**Extracted text**
=-=-=-=-=

Hugo Wolf (b. 1860 - d. 1903)

Jupiter Quartet (photo credit: Merri Cyr)

Jupiter Quartet (photo credit: Merri Cyr)

Composer
Hugo Wolf (b. 1860 - d. 1903)
Composition Year
1887
Artists
Jupiter String Quartet (Nelson Lee, Meg Freivogel McDonough [violins] Liz Freivogel [viola] Dan McDonough [cello])

Programme Note Writer:
© Ian Fox

This charming piece began life as a string quartet movement in May 1887.  Wolf had been composing songs based on the poems of Joseph Eichendorf, one of which (Der Soldat) bears a close resemblance to the main theme of the quartet.  He was also probably influenced by Eichendorf’s short novel From the Life of a Ne’er-d-well, which has a similar theme. He had originally planned a three-movement work but his father died shortly after he completed the first movement and the over-sensitive and indeed often neurotic Wolf seems to have abandoned the work. Then in 1892 he returned to the score, this time intending to write an Italian serenade, a four movement suite for small orchestra. He orchestrated the existing movement and began sketches for the other movements but never finished them.  In 1897 he was working on a Tarantella to be included in the suite but suffered a nervous breakdown and was committed to an asylum and again it was set aside. He later was allowed his freedom but further signs of instability led to his return to the asylum followed by his death there. Just the one delectable movement remains to delight us today.

=-=-=-=-=

Records from a point labeling set

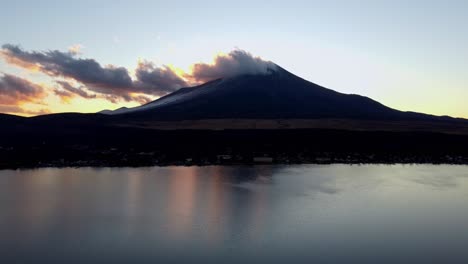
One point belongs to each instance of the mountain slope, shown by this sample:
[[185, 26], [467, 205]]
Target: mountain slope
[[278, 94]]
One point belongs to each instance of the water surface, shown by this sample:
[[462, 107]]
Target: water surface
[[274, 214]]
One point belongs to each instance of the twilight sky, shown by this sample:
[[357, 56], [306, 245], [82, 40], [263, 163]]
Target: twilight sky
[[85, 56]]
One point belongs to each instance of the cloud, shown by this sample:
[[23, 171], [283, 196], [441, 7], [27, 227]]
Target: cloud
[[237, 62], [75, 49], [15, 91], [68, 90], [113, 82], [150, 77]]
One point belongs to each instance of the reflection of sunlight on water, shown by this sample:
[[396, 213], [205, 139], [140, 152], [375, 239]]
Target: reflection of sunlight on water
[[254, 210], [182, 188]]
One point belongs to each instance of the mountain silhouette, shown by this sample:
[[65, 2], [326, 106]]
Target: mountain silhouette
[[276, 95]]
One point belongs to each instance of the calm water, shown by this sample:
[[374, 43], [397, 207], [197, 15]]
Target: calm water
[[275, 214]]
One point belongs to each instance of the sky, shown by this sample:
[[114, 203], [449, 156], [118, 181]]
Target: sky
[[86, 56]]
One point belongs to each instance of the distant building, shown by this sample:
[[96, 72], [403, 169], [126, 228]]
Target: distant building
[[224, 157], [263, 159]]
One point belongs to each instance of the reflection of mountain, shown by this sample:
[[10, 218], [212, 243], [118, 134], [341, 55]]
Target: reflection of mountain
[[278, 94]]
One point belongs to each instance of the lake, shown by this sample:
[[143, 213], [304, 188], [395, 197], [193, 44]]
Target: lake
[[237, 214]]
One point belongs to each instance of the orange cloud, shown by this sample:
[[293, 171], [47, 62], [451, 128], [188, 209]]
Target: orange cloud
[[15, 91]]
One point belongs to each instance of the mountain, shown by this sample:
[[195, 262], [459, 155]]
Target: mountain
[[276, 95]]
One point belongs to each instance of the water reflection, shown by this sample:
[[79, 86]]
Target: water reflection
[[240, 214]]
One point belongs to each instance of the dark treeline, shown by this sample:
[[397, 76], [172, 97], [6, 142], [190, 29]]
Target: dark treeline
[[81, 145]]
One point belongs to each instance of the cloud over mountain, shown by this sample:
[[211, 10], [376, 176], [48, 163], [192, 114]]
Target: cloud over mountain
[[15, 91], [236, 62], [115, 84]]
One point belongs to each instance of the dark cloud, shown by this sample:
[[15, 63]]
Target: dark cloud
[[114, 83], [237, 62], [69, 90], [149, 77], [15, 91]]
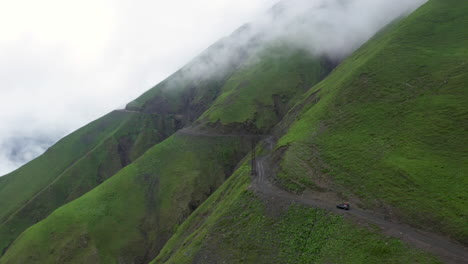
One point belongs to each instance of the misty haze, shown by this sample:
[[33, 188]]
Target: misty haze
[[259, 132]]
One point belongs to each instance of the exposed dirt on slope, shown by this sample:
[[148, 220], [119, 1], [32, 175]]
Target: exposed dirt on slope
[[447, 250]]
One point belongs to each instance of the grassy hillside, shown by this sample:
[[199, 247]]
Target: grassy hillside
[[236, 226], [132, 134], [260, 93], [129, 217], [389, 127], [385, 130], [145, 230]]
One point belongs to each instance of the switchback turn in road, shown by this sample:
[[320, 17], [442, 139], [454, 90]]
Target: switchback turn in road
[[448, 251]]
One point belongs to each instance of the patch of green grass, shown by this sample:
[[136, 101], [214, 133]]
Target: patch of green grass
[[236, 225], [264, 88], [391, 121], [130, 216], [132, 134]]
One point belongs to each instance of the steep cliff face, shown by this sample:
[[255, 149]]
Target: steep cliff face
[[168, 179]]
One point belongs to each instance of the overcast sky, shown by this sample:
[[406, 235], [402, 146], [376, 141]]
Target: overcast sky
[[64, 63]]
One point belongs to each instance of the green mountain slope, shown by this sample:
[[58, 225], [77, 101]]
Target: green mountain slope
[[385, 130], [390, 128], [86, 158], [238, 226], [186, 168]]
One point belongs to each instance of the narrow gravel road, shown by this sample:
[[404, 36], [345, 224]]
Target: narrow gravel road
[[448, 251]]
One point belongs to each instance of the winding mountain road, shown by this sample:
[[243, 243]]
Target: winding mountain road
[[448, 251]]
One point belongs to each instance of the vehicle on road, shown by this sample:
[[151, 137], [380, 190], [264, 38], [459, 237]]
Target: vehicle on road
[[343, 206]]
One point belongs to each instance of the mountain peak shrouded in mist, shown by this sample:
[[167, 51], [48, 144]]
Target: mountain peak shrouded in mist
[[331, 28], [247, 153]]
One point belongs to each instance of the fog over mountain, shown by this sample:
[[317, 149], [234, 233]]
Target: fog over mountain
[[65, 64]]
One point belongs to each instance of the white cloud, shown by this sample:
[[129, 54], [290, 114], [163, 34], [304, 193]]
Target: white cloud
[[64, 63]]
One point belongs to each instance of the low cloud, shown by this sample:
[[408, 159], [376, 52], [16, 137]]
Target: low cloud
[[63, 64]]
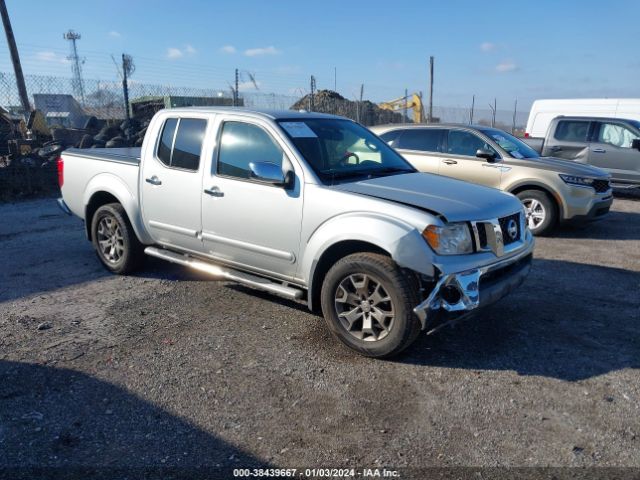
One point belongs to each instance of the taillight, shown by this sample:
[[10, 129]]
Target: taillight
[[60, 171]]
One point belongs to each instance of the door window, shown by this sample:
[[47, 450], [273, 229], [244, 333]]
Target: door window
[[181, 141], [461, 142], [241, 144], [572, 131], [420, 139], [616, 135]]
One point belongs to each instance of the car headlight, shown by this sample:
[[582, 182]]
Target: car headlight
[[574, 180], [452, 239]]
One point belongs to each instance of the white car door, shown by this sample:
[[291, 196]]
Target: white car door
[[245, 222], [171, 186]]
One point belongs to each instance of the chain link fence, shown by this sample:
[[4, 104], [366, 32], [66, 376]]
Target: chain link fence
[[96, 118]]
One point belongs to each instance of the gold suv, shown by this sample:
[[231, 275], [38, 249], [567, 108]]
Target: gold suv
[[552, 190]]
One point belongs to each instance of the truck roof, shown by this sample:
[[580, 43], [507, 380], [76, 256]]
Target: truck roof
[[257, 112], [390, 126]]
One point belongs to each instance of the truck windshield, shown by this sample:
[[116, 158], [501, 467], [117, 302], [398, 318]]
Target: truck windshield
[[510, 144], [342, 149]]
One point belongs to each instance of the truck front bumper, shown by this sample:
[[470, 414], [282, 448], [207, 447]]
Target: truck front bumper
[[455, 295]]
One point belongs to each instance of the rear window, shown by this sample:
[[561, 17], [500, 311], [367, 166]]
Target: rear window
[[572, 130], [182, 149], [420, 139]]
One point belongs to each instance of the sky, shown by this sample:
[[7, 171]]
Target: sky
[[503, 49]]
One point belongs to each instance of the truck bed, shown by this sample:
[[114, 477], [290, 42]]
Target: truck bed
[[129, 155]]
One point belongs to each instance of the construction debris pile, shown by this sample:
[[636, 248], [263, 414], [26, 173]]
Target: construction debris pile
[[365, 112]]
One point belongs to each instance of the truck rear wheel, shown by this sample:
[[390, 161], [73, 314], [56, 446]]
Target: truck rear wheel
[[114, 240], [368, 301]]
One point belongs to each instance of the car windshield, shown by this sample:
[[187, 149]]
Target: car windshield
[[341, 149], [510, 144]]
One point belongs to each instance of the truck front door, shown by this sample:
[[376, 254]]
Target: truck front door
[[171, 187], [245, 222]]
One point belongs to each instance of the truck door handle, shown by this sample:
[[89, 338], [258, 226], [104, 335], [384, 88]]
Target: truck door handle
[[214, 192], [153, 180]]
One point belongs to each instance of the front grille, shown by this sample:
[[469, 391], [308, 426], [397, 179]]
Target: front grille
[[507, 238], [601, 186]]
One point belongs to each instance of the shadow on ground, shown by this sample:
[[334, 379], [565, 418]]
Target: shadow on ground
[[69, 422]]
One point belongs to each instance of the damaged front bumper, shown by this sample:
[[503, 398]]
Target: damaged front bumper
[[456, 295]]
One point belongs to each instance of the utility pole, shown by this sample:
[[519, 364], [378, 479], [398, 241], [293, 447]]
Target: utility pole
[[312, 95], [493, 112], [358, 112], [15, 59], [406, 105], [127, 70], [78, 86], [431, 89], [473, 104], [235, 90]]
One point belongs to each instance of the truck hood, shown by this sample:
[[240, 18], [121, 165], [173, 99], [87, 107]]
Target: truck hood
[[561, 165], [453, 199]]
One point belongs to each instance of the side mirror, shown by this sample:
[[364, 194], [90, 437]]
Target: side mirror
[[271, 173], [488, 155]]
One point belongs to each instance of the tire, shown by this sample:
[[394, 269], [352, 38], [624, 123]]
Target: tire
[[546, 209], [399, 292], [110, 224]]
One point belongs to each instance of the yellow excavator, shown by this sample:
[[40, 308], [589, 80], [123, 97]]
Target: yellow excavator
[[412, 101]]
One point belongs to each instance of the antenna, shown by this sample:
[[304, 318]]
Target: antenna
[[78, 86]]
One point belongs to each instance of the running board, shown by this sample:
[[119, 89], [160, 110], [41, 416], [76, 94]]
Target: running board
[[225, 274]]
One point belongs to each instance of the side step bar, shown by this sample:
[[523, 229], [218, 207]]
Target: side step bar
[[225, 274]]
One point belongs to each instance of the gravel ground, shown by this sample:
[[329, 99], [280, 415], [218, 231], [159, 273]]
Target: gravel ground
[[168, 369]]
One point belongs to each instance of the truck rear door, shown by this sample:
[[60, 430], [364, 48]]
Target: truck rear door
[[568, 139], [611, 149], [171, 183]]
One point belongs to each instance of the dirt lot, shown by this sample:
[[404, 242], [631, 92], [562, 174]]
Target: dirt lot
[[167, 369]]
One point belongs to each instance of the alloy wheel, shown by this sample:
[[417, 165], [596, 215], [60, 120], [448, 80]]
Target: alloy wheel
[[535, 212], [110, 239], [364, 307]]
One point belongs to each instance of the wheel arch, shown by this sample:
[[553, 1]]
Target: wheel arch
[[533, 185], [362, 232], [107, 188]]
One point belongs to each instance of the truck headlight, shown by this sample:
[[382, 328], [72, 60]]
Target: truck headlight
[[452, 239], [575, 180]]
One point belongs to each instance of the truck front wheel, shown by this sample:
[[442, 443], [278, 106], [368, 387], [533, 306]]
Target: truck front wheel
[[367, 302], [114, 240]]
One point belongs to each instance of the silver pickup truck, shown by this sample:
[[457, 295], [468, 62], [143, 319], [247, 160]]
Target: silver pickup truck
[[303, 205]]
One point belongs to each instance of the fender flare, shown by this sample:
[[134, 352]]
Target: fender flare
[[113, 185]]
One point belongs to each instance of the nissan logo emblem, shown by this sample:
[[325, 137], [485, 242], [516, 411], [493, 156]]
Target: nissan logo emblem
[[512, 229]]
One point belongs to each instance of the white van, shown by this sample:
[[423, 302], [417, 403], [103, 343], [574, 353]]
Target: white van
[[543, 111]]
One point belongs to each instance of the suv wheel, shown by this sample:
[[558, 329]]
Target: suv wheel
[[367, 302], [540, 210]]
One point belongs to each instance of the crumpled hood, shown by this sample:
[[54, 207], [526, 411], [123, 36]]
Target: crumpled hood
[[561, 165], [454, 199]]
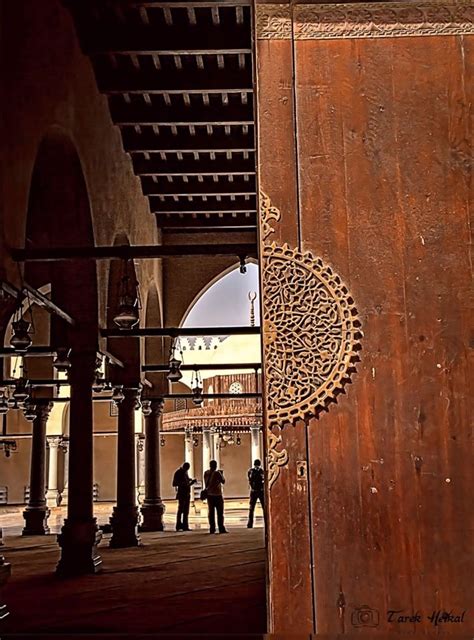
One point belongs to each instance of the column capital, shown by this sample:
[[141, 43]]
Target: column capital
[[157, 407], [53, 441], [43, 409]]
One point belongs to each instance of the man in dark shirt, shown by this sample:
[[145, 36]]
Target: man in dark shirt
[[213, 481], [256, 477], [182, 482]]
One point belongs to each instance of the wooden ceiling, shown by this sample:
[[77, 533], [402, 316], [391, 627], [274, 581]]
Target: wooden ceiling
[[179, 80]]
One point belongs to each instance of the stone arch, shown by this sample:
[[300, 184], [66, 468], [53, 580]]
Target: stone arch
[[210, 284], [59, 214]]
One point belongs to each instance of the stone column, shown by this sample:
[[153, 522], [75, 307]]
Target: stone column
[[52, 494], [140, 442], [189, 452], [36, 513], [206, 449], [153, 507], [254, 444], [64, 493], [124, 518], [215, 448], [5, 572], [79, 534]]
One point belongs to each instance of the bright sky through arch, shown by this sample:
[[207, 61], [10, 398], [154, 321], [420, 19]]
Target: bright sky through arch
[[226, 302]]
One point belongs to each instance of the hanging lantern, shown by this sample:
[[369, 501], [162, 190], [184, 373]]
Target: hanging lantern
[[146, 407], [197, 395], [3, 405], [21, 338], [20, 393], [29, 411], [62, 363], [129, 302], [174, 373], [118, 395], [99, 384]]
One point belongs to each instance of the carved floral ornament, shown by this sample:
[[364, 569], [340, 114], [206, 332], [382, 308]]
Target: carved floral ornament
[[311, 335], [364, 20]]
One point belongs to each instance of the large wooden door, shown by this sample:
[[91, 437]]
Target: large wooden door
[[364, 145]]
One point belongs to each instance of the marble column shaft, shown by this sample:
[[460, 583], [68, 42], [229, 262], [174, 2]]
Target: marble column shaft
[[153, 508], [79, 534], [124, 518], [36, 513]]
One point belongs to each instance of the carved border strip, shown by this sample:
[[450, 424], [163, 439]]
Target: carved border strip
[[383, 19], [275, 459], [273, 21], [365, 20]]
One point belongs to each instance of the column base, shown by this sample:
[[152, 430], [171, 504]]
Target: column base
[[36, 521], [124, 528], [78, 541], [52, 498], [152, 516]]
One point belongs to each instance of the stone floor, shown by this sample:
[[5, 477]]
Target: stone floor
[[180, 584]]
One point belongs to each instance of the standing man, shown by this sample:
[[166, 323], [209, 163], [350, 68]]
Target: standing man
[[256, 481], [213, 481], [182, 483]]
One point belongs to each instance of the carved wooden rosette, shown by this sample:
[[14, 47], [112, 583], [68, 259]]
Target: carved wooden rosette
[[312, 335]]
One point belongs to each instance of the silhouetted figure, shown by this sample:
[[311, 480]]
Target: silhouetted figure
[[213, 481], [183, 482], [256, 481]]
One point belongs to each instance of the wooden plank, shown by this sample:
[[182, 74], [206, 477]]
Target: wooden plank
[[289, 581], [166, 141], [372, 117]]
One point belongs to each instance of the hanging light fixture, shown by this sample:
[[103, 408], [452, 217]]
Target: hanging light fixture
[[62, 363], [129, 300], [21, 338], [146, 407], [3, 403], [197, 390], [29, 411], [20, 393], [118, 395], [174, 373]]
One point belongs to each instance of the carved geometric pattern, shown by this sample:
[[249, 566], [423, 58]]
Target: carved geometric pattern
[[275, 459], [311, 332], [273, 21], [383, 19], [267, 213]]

=-=-=-=-=

**Problem set**
1. Answer these questions from the Hugo Wolf program note:
(a) What composition year is listed for the piece?
(b) Who plays viola in the Jupiter String Quartet?
(c) In 1897, what was Wolf working on for the suite?
2. Continue the Hugo Wolf program note from where it stops.
The records have nothing to do with this.

**Solved tasks**
1.
(a) 1887
(b) Liz Freivogel
(c) A Tarantella

2.
There is no trace of his troubled existence in this happy, optimistic piece. The ebullient main theme is heard at the start over a pizzicato accompaniment.  It has been suggested Wolf based it on an old Italian melody and it certainly captures that mood.  The form is roughly a rondo with elegantly contrasted episodes between the appearances of the principal theme. In all, it is a stylish, witty piece, full of Italian warmth and gaiety.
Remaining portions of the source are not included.